(Data drawn from a collection)

---

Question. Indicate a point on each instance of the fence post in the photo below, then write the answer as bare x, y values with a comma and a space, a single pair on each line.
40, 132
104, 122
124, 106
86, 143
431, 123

---

— Problem requirements —
Replace "fence post" with "lamp post" in the lines above, keeping everything else the same.

— Worked answer —
Question. Indicate a point on each instance of the lamp post in the photo below, then write the answer as bare x, y values with a comma and a space, a single pair on each line.
40, 132
104, 122
124, 106
86, 143
431, 123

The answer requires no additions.